> Your goal
Return exactly the lines of the records below, starting at the line that contains "Where can the green lake" and ending at the line that contains "Where can the black strap", with both of those lines kept.

═════ Source material

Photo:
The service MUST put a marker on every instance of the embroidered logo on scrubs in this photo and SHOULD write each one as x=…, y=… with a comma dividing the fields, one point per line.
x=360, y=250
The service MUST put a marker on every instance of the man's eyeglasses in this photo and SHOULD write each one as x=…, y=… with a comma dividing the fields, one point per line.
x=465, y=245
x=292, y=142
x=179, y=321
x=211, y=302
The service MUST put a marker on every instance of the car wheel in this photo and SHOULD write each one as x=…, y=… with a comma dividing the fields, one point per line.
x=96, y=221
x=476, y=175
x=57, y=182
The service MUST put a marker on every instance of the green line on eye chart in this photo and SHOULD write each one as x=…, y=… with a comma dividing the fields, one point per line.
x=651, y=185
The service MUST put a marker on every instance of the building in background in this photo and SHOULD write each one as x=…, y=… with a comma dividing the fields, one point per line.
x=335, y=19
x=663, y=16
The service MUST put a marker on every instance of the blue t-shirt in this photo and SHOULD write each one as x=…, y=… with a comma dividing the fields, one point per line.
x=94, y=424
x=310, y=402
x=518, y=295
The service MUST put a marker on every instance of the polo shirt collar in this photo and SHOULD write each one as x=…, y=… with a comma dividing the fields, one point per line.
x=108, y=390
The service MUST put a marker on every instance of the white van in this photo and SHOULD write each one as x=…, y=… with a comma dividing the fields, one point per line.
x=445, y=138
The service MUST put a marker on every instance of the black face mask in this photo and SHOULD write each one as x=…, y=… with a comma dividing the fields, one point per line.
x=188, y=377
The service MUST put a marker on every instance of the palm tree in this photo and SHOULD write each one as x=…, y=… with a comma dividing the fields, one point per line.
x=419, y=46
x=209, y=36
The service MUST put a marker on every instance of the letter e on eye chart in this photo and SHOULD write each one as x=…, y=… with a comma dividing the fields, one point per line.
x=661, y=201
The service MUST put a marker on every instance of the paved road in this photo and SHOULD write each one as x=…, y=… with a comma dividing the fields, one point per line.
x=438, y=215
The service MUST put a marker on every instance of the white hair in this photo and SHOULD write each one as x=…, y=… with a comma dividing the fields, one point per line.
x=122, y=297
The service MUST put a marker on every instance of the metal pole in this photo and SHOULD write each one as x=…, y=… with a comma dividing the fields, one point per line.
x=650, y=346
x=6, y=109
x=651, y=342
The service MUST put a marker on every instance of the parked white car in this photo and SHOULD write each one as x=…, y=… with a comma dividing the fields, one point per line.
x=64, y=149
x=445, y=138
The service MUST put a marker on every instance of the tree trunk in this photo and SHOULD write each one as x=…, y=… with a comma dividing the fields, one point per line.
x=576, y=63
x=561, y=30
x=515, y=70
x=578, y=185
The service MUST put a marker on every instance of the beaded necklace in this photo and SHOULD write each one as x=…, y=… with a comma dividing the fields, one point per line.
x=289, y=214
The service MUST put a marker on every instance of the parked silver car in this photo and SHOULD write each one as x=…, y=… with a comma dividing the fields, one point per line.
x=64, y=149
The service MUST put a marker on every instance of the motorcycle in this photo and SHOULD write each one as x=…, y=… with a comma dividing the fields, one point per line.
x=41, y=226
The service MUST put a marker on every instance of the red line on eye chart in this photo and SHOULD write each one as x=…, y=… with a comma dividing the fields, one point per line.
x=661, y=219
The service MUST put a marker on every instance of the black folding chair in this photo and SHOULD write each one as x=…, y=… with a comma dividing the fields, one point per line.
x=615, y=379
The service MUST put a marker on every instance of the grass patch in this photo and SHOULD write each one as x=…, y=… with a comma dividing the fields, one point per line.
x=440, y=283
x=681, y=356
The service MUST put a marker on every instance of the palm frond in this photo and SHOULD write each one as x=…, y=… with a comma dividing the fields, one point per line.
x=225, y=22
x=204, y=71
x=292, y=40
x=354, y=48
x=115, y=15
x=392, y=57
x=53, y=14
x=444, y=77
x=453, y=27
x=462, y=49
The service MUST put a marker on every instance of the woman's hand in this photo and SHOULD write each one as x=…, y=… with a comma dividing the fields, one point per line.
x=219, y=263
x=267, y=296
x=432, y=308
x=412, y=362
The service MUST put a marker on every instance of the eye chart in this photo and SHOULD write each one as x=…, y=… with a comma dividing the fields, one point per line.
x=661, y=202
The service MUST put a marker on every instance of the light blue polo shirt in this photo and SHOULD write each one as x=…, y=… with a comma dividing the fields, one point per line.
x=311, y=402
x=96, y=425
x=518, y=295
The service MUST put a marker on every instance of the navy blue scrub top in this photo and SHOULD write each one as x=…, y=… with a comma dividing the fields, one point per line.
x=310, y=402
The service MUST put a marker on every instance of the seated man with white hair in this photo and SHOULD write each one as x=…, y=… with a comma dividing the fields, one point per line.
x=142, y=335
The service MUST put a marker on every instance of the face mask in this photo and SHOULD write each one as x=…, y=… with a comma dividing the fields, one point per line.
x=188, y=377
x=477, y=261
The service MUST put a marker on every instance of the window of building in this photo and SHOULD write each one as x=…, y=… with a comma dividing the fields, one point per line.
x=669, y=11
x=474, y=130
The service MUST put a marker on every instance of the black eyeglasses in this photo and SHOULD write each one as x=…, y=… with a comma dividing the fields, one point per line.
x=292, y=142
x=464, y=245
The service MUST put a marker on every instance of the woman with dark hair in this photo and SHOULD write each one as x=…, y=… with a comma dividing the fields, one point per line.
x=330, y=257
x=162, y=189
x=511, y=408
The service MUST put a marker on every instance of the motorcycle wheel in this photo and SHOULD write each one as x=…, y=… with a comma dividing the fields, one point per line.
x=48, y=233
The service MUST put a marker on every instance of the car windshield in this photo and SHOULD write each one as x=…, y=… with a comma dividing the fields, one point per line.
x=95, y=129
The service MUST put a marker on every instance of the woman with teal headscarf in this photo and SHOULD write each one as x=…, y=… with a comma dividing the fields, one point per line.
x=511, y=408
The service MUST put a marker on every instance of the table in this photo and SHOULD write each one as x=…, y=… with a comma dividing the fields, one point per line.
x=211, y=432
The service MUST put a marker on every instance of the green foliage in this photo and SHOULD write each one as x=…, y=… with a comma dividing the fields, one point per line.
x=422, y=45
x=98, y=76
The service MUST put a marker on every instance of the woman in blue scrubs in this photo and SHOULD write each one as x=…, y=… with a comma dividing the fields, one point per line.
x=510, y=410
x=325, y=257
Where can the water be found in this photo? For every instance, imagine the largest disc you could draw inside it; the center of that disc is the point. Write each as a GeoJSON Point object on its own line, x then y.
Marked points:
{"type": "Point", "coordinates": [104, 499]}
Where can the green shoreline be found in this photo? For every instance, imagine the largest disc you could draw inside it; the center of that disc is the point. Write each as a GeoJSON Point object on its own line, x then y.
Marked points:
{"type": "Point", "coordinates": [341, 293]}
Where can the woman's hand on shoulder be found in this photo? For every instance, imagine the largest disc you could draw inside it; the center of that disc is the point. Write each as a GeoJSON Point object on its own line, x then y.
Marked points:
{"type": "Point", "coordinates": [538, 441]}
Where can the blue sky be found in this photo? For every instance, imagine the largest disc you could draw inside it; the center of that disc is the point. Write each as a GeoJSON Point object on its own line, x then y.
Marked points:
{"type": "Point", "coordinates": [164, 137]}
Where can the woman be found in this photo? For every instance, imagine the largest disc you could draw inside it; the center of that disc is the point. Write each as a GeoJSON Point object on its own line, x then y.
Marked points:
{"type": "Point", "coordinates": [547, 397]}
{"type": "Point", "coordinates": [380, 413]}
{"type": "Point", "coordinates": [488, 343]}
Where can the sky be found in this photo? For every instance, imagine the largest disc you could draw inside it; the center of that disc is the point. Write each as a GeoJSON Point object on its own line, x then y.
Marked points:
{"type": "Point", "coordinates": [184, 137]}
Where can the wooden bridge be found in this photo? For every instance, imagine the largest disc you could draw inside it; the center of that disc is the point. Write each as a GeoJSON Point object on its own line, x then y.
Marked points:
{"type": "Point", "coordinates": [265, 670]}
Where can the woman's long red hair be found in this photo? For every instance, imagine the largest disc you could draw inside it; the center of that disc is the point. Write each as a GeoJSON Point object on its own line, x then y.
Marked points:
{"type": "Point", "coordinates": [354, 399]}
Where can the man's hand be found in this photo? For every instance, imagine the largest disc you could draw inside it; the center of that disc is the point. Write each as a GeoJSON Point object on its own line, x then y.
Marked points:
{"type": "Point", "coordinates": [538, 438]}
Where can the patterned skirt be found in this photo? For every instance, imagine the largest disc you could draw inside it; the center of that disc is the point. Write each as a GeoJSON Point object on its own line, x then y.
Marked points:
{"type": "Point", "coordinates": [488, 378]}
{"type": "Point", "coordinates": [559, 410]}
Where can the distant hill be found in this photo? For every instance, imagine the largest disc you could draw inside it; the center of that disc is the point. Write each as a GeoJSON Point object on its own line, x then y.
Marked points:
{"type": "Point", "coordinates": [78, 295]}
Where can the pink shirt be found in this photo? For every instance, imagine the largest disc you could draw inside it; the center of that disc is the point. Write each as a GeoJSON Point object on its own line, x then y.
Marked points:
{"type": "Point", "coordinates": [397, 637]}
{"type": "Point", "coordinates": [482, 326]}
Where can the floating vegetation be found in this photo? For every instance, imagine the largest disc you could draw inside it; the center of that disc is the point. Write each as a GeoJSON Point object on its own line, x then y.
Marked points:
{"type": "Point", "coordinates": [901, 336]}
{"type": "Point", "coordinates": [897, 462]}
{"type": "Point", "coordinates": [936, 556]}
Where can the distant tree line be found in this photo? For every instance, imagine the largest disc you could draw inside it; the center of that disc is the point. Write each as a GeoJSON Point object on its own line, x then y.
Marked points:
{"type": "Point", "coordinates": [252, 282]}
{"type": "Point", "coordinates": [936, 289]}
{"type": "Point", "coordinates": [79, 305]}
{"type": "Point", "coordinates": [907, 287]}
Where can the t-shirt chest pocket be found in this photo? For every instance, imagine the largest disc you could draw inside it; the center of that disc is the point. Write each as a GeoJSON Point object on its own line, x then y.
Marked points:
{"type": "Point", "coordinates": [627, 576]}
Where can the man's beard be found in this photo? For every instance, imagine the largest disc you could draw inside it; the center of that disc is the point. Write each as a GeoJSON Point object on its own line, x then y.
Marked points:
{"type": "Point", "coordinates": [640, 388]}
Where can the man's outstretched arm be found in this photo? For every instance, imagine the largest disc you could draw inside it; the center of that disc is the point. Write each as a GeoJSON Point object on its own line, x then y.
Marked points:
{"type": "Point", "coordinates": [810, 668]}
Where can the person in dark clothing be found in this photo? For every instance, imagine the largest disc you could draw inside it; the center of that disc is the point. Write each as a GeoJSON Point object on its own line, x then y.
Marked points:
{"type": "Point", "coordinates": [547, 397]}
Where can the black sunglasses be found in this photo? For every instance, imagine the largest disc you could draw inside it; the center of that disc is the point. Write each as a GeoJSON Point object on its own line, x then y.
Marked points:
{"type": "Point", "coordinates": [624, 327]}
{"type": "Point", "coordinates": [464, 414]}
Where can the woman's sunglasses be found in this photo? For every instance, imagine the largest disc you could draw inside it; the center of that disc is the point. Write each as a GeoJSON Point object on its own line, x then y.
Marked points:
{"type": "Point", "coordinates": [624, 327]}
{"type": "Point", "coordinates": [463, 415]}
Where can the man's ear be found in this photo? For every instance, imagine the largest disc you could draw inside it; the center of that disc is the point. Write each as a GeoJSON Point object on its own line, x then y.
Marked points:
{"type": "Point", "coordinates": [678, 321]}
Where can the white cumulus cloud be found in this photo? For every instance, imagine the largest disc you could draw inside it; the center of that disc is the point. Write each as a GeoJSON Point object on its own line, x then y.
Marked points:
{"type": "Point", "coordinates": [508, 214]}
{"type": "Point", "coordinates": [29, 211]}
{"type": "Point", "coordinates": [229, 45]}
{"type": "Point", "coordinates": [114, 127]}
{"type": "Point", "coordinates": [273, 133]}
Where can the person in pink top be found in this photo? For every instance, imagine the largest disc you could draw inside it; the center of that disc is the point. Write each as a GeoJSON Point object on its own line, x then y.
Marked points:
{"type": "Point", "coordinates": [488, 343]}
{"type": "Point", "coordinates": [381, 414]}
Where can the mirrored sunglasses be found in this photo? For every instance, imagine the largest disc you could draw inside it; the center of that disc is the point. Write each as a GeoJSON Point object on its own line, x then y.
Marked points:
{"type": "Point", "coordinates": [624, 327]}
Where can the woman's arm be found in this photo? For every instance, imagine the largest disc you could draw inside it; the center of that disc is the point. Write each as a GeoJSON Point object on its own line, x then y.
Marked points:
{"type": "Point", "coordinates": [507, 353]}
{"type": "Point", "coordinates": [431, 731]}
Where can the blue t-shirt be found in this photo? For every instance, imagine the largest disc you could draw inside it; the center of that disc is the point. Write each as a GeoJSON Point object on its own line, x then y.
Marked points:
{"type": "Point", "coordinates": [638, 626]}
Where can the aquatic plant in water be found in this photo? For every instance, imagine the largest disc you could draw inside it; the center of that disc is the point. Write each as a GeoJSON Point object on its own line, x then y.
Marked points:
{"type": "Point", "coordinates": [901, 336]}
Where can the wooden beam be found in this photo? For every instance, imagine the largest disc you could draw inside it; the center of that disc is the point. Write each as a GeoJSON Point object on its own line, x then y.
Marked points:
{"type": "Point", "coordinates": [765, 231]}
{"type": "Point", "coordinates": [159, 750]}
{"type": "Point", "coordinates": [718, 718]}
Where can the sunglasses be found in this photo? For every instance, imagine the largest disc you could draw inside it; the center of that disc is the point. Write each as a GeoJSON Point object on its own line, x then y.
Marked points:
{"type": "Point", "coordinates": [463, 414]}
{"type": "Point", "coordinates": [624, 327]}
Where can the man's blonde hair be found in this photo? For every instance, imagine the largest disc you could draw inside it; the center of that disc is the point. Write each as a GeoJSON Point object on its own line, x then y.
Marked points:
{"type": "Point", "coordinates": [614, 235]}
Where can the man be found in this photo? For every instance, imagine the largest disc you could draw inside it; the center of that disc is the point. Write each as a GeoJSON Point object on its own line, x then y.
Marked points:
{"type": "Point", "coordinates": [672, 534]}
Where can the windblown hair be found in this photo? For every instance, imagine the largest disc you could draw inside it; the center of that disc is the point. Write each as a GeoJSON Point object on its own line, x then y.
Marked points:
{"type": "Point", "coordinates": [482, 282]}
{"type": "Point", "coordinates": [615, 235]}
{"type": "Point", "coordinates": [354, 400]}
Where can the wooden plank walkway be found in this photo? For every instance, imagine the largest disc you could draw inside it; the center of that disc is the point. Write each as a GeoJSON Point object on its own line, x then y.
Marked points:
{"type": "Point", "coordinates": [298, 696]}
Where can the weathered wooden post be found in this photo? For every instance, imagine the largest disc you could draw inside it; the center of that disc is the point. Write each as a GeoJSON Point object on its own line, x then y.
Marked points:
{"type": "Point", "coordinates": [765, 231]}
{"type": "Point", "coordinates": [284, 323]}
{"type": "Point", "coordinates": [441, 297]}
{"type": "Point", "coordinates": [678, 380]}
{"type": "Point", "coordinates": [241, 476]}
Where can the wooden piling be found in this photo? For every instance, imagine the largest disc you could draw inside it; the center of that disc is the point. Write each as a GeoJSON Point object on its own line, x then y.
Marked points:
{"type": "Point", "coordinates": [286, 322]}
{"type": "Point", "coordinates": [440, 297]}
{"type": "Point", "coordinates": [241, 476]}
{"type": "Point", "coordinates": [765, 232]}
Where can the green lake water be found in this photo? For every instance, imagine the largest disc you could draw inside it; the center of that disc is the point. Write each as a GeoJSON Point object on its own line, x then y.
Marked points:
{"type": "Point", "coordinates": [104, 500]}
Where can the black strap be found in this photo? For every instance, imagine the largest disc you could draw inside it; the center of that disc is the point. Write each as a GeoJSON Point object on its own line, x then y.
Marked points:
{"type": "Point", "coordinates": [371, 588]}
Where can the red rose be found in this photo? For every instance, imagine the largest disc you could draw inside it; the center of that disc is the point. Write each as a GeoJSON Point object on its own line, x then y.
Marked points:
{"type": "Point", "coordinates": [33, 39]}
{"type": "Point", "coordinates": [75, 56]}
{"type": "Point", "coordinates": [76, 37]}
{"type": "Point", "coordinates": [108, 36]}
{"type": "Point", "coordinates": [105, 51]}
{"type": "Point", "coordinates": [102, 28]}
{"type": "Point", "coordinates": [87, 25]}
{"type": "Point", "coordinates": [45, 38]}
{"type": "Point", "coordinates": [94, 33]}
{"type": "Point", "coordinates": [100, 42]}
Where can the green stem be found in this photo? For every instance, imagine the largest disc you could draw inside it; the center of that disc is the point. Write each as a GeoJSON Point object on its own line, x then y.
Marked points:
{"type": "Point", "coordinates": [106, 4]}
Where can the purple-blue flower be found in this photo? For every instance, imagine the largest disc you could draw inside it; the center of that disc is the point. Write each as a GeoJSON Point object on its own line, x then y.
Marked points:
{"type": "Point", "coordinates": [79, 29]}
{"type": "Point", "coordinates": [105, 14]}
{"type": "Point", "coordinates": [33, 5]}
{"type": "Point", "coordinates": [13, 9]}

══════════

> Solution for this exercise
Where can the green lake water be found in this photo? For every instance, imagine the largest disc you could draw inside it; the center of that disc is the point. Write each as a GeoJSON Point object on its own line, x then y.
Marked points:
{"type": "Point", "coordinates": [104, 500]}
Where can the black strap be found in this photo? For every instance, imagine the largest disc you could draw inside it; the center of that disc is the point. Write each as a GeoJSON Point object on its own line, x then y.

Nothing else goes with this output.